[MATERIALS PROVIDED start]

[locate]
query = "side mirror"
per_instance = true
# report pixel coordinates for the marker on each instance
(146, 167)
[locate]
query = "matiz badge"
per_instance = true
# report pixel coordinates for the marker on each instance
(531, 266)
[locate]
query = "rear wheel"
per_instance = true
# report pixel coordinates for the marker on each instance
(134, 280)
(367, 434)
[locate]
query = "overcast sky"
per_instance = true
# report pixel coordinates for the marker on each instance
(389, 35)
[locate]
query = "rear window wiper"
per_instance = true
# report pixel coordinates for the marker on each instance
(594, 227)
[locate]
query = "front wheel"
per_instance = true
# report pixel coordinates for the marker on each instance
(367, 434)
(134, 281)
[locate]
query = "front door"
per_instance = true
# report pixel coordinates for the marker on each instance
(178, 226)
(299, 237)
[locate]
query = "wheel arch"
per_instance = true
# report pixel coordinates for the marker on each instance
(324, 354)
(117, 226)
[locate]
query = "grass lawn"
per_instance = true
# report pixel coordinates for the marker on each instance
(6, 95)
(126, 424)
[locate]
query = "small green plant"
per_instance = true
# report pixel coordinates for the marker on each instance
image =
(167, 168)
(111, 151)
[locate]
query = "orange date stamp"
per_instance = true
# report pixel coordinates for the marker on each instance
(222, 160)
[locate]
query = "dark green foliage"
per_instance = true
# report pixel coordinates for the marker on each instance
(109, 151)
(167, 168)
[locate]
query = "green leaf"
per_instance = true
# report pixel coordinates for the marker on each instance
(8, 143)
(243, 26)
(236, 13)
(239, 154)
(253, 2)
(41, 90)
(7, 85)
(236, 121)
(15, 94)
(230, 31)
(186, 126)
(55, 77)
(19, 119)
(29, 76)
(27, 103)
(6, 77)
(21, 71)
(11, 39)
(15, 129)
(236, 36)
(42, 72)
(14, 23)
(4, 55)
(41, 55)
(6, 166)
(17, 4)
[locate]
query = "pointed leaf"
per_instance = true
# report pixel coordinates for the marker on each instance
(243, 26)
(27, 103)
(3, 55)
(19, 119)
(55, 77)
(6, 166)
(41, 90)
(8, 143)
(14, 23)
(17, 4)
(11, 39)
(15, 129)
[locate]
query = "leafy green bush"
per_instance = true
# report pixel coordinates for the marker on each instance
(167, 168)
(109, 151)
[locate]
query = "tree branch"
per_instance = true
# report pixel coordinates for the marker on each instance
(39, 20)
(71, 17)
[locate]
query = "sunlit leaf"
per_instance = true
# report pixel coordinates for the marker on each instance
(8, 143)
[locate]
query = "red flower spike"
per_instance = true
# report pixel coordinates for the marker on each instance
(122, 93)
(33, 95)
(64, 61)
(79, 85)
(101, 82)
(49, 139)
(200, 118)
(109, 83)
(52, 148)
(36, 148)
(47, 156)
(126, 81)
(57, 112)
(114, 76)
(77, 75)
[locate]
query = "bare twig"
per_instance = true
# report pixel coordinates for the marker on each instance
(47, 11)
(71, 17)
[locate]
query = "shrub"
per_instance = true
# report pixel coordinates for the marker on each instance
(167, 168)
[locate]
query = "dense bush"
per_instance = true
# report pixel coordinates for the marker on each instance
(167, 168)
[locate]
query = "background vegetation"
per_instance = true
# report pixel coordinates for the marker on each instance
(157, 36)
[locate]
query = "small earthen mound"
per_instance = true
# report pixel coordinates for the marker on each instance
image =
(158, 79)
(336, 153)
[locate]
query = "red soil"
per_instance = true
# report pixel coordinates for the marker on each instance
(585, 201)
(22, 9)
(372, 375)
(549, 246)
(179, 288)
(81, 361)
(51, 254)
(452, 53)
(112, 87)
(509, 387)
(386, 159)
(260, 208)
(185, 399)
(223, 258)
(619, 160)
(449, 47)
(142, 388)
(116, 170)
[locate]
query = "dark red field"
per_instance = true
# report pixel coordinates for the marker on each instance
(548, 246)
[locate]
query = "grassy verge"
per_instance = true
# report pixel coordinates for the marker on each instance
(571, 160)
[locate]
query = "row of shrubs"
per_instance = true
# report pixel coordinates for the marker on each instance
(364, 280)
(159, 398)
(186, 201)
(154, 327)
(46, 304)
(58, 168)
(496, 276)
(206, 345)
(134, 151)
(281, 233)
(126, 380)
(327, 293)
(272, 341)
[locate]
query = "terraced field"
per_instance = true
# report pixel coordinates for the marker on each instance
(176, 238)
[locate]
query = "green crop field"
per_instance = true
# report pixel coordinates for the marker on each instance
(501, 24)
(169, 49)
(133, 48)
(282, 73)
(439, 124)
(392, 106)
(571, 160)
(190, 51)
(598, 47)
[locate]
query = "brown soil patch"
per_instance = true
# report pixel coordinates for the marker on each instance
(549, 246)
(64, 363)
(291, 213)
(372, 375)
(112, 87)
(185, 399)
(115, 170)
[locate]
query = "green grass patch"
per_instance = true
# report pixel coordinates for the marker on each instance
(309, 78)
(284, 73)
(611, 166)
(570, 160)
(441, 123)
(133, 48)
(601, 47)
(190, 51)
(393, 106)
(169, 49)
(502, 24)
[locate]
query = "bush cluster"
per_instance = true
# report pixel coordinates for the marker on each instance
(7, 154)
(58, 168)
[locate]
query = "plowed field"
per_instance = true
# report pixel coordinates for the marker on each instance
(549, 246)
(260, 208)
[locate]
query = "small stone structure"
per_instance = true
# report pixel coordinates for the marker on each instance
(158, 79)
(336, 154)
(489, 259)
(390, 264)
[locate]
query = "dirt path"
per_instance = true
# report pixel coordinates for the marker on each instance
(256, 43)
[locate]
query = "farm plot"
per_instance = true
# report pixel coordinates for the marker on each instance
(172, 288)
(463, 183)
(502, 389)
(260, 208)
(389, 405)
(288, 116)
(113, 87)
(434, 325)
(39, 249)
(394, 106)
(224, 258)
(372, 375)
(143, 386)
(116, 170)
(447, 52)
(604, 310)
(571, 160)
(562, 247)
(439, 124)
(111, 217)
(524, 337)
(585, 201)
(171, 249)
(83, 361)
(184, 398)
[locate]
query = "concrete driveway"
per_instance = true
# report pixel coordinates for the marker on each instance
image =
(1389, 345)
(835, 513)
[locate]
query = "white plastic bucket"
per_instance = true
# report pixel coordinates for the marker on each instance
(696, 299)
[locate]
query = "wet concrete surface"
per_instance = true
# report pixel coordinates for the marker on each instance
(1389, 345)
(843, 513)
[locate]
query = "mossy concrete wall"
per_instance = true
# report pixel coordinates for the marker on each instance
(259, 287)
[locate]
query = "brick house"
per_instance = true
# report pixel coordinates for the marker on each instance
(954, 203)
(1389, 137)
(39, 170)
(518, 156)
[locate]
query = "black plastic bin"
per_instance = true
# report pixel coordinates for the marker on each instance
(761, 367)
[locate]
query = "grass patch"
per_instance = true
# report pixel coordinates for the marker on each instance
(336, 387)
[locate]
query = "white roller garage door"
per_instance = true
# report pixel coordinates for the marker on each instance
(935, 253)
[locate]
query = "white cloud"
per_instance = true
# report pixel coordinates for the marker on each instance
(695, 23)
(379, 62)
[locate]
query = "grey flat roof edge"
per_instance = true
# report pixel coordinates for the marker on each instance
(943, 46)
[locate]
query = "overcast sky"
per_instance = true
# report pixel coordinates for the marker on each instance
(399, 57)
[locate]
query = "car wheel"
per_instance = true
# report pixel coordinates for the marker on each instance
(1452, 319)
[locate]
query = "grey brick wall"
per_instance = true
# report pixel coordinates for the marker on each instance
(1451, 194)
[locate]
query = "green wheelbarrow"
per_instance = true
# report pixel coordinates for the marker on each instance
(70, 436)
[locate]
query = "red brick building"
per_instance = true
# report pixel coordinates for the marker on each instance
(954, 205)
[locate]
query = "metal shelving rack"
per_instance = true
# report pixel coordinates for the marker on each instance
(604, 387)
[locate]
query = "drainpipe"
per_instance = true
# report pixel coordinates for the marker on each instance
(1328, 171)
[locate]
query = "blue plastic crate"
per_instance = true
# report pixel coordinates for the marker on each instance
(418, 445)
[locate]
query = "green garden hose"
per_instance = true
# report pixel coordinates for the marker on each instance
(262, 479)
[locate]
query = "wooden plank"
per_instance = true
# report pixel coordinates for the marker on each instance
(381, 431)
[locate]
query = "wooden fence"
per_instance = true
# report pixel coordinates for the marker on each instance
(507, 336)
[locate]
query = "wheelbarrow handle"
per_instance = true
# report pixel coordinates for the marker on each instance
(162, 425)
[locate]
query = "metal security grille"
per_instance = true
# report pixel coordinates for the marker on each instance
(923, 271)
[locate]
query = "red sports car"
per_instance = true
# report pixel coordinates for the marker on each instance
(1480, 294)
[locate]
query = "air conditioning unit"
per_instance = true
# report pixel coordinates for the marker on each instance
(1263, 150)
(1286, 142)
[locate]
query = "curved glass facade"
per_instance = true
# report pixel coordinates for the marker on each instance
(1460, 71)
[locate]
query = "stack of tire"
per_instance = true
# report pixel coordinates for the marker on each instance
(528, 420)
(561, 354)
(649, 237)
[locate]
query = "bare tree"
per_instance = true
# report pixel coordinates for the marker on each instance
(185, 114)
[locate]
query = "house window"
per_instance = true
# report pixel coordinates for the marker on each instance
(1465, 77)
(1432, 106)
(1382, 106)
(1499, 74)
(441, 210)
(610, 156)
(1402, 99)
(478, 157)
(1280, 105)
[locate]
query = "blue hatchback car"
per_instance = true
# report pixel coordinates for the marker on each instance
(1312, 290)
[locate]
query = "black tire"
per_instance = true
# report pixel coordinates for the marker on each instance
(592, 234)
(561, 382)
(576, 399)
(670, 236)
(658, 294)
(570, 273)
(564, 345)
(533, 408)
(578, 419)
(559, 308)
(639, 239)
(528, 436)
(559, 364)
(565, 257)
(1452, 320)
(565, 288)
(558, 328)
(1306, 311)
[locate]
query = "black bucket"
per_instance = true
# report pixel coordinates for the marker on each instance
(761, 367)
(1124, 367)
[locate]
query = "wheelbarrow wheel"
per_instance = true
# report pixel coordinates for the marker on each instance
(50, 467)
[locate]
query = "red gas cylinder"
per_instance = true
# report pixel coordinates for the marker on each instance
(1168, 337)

[MATERIALS PROVIDED end]

[THE REQUEST] Extract each line of the items above that contains the string "wall". Treat the match as case-sensitive.

[RESPONSE TO THE TASK]
query = "mossy concrete wall"
query = "grey brick wall"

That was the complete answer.